## What is required
Could you retype all of the lines below word for word, leaving the pictures out of your answer?
Begin
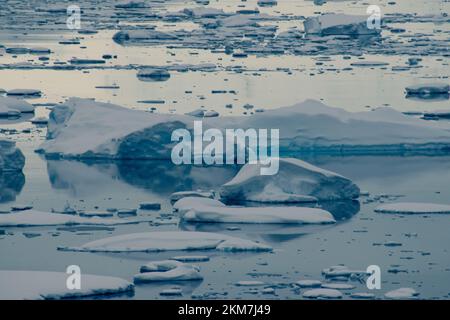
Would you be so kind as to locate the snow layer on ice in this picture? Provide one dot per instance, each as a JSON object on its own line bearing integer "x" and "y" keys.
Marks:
{"x": 167, "y": 270}
{"x": 414, "y": 208}
{"x": 170, "y": 241}
{"x": 19, "y": 285}
{"x": 296, "y": 181}
{"x": 213, "y": 211}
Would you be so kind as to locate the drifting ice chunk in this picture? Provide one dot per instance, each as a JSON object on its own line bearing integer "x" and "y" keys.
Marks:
{"x": 296, "y": 181}
{"x": 322, "y": 294}
{"x": 170, "y": 241}
{"x": 29, "y": 218}
{"x": 402, "y": 293}
{"x": 167, "y": 270}
{"x": 33, "y": 285}
{"x": 414, "y": 208}
{"x": 338, "y": 24}
{"x": 11, "y": 158}
{"x": 214, "y": 212}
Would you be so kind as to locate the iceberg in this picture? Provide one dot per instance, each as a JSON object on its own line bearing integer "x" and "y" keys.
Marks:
{"x": 338, "y": 24}
{"x": 170, "y": 241}
{"x": 82, "y": 128}
{"x": 296, "y": 181}
{"x": 414, "y": 208}
{"x": 11, "y": 158}
{"x": 213, "y": 211}
{"x": 37, "y": 285}
{"x": 167, "y": 270}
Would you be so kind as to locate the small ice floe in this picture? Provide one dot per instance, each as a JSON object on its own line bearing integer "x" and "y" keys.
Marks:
{"x": 11, "y": 158}
{"x": 338, "y": 24}
{"x": 16, "y": 104}
{"x": 37, "y": 285}
{"x": 362, "y": 295}
{"x": 249, "y": 283}
{"x": 153, "y": 74}
{"x": 322, "y": 294}
{"x": 402, "y": 294}
{"x": 150, "y": 206}
{"x": 183, "y": 194}
{"x": 309, "y": 283}
{"x": 167, "y": 270}
{"x": 414, "y": 208}
{"x": 30, "y": 218}
{"x": 296, "y": 181}
{"x": 338, "y": 286}
{"x": 191, "y": 258}
{"x": 39, "y": 120}
{"x": 213, "y": 211}
{"x": 24, "y": 92}
{"x": 171, "y": 241}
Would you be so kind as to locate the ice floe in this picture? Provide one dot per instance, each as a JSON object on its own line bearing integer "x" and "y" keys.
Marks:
{"x": 37, "y": 285}
{"x": 414, "y": 208}
{"x": 170, "y": 241}
{"x": 296, "y": 181}
{"x": 213, "y": 211}
{"x": 167, "y": 270}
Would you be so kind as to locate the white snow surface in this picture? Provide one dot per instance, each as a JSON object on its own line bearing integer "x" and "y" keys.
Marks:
{"x": 296, "y": 181}
{"x": 170, "y": 241}
{"x": 33, "y": 285}
{"x": 414, "y": 208}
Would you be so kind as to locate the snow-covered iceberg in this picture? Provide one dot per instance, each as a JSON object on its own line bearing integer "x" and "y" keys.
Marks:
{"x": 37, "y": 285}
{"x": 213, "y": 211}
{"x": 296, "y": 181}
{"x": 11, "y": 158}
{"x": 170, "y": 241}
{"x": 338, "y": 24}
{"x": 414, "y": 208}
{"x": 82, "y": 128}
{"x": 167, "y": 270}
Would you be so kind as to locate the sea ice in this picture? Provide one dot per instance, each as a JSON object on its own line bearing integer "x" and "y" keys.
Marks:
{"x": 170, "y": 241}
{"x": 296, "y": 181}
{"x": 414, "y": 208}
{"x": 33, "y": 285}
{"x": 167, "y": 270}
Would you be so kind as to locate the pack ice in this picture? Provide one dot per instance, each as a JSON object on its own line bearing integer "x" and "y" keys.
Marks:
End
## Task answer
Would you be so kind as to locate the snow layer on ice in this picture? Provide one dot per instance, each as a JSON object on its own line bearing integer "x" and "y" keys.
Marks:
{"x": 167, "y": 270}
{"x": 414, "y": 208}
{"x": 170, "y": 241}
{"x": 19, "y": 285}
{"x": 296, "y": 181}
{"x": 213, "y": 211}
Would you be so kind as to locate the drifting ice chunk in this picture? Provide one dot per instance, each as a JSON object on its own line bearing integer "x" and "y" keys.
Marks:
{"x": 296, "y": 181}
{"x": 322, "y": 294}
{"x": 170, "y": 241}
{"x": 29, "y": 218}
{"x": 402, "y": 293}
{"x": 167, "y": 270}
{"x": 33, "y": 285}
{"x": 414, "y": 208}
{"x": 338, "y": 24}
{"x": 11, "y": 158}
{"x": 214, "y": 212}
Would you be so kind as to locate the iceberg in this picture? Provide one dot per instance, each as a JSON object on its own line bearing integer "x" and "y" keys.
Marks:
{"x": 338, "y": 24}
{"x": 170, "y": 241}
{"x": 82, "y": 128}
{"x": 296, "y": 181}
{"x": 414, "y": 208}
{"x": 11, "y": 158}
{"x": 213, "y": 211}
{"x": 37, "y": 285}
{"x": 167, "y": 270}
Would you be so kind as to locate the small ice floe in this picture? Provide one dot per instance, each as a JSON object on its own line bearing integer "x" and "y" keys.
Marks:
{"x": 11, "y": 158}
{"x": 338, "y": 24}
{"x": 16, "y": 104}
{"x": 37, "y": 285}
{"x": 362, "y": 295}
{"x": 249, "y": 283}
{"x": 153, "y": 74}
{"x": 322, "y": 294}
{"x": 402, "y": 294}
{"x": 150, "y": 206}
{"x": 183, "y": 194}
{"x": 309, "y": 283}
{"x": 167, "y": 270}
{"x": 414, "y": 208}
{"x": 30, "y": 218}
{"x": 296, "y": 181}
{"x": 338, "y": 286}
{"x": 191, "y": 258}
{"x": 39, "y": 120}
{"x": 213, "y": 211}
{"x": 24, "y": 92}
{"x": 171, "y": 241}
Would you be so kind as to locate the ice floe in this picture? Provide one dot per instance, each as a JSON object on its own line bearing integer "x" and "y" keys.
Marks:
{"x": 37, "y": 285}
{"x": 414, "y": 208}
{"x": 170, "y": 241}
{"x": 296, "y": 181}
{"x": 213, "y": 211}
{"x": 167, "y": 270}
Would you be so kind as to locate the white snow surface in this picture? Provide one dot per instance, each as a JSON object on its own line bearing integer "x" and "y" keys.
Marks:
{"x": 296, "y": 181}
{"x": 170, "y": 241}
{"x": 33, "y": 285}
{"x": 414, "y": 208}
Would you be so kind as to locate the snow-covered iceberg in this picture? Provide one dot per instance, each as a JSON object on its own line bearing integer "x" and "y" keys.
Marks:
{"x": 37, "y": 285}
{"x": 213, "y": 211}
{"x": 296, "y": 181}
{"x": 11, "y": 158}
{"x": 170, "y": 241}
{"x": 338, "y": 24}
{"x": 414, "y": 208}
{"x": 82, "y": 128}
{"x": 167, "y": 270}
Would you be so kind as to locate the sea ice in this picture? Provide one dot per instance, each as a JSON object on its own line bearing integer "x" and "y" keys.
Marks:
{"x": 170, "y": 241}
{"x": 296, "y": 181}
{"x": 414, "y": 208}
{"x": 33, "y": 285}
{"x": 167, "y": 270}
Would you be so kind as to locate the pack ice in this picture? Provide one dot per instance, each as a JSON object on its own line bearing integer "x" and "y" keys.
Marks:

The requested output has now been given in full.